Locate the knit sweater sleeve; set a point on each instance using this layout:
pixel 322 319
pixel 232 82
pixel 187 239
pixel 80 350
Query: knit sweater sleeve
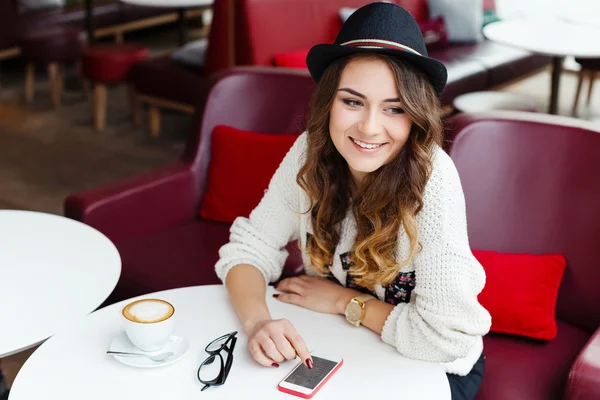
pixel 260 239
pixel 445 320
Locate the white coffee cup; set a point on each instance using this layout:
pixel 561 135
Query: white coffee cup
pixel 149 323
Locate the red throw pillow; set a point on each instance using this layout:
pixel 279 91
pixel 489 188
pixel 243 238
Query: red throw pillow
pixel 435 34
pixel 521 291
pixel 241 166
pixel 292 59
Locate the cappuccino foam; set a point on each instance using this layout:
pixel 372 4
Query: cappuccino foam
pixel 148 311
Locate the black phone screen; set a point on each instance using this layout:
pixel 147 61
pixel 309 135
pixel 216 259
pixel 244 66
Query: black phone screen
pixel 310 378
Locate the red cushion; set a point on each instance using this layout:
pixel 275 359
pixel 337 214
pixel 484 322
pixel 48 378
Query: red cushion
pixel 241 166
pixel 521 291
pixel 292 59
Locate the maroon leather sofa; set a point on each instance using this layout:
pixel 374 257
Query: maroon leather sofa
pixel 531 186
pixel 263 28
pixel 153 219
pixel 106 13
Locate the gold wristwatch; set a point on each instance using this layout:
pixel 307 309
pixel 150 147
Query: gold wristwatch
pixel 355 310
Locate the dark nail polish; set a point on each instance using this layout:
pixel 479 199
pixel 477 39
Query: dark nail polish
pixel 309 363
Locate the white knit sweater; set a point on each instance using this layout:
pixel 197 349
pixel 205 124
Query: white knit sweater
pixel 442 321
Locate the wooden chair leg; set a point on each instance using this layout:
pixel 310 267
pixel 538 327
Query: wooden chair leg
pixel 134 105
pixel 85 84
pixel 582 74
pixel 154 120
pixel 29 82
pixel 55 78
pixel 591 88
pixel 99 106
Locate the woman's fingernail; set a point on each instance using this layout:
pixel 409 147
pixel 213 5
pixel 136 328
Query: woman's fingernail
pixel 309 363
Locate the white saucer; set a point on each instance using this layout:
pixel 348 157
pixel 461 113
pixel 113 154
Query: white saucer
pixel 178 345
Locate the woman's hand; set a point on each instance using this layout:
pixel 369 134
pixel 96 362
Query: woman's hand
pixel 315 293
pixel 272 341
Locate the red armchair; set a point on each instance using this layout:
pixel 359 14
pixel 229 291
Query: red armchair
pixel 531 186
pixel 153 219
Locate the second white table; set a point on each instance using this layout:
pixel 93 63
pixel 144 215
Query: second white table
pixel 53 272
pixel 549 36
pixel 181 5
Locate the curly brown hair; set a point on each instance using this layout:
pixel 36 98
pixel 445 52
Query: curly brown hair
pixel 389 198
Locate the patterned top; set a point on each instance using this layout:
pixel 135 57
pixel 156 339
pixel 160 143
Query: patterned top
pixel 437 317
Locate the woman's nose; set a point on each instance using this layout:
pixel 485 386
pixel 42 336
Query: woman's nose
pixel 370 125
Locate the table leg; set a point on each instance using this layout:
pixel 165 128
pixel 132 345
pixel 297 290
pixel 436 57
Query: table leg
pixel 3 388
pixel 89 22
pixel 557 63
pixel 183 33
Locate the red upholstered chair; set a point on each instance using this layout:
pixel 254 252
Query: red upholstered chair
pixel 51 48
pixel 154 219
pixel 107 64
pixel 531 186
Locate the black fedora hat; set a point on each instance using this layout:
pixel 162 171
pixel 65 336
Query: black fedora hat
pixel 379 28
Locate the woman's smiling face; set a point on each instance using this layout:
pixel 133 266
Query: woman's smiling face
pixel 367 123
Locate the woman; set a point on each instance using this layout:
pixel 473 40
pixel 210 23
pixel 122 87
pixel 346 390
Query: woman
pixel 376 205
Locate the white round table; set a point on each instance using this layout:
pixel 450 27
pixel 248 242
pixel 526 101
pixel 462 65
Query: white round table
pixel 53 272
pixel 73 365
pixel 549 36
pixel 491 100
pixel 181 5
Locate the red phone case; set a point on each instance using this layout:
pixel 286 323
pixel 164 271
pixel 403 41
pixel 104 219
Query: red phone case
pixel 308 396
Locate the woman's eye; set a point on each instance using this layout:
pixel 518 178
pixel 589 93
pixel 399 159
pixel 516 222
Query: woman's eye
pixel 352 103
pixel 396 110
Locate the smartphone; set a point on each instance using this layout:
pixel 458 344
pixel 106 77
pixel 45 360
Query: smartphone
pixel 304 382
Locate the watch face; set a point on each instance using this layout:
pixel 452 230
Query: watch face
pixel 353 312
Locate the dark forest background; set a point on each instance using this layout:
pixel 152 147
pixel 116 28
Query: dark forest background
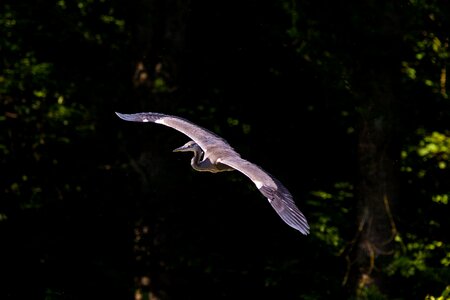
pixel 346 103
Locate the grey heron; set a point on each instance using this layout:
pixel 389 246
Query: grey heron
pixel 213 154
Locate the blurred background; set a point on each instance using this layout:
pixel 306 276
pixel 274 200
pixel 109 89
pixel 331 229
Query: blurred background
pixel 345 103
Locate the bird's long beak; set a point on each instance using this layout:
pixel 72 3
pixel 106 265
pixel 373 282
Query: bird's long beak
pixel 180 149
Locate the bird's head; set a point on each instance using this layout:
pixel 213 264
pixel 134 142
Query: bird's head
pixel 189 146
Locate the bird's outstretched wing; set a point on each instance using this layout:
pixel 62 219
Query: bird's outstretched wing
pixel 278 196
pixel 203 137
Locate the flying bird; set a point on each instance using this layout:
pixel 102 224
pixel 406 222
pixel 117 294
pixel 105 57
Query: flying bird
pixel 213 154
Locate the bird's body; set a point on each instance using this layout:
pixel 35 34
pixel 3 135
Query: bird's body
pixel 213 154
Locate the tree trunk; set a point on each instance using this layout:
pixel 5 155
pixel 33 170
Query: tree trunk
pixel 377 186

## Directions for this task
Counting both ends, reproduce word for word the lines from the line with "pixel 286 323" to the final line of the listing above, skipping every picture.

## Response below
pixel 286 323
pixel 164 271
pixel 403 41
pixel 104 219
Query: red phone case
pixel 308 396
Locate the woman's eye; set a point on each instance using this layout:
pixel 518 178
pixel 589 93
pixel 399 159
pixel 516 222
Query: woman's eye
pixel 352 103
pixel 396 110
Locate the smartphone; set a point on each instance using this layout:
pixel 458 344
pixel 106 77
pixel 45 360
Query: smartphone
pixel 304 382
Locate the watch face; set a point on each instance using this layout:
pixel 452 230
Query: watch face
pixel 353 312
Locate the dark forest background; set a point on each instance using this layout:
pixel 152 147
pixel 116 28
Query: dark forest background
pixel 346 103
Locate the grey heron; set a point on each instance using this layout:
pixel 389 246
Query: grey heron
pixel 213 154
Locate the blurred background; set a point on each instance using this layout:
pixel 306 276
pixel 274 200
pixel 109 89
pixel 331 229
Query: blurred background
pixel 345 103
Locate the bird's long beak; set a point on each instance using this layout:
pixel 72 3
pixel 106 265
pixel 373 282
Query: bird's long beak
pixel 180 149
Locate the bird's head; set a point on each instance using this layout:
pixel 213 264
pixel 134 142
Query: bird's head
pixel 189 146
Locate the bird's outstretched wing; set a point on each instance using this layout:
pixel 62 219
Query: bird's outstretched wing
pixel 278 196
pixel 203 137
Locate the flying bird; set a point on each instance using this layout:
pixel 102 224
pixel 406 222
pixel 117 294
pixel 105 57
Query: flying bird
pixel 213 154
Locate the bird's body; set a point on each instance using this layout:
pixel 35 34
pixel 3 135
Query: bird's body
pixel 213 154
Locate the tree trunk; set a point on each instance using this layout:
pixel 5 155
pixel 33 170
Query: tree trunk
pixel 377 186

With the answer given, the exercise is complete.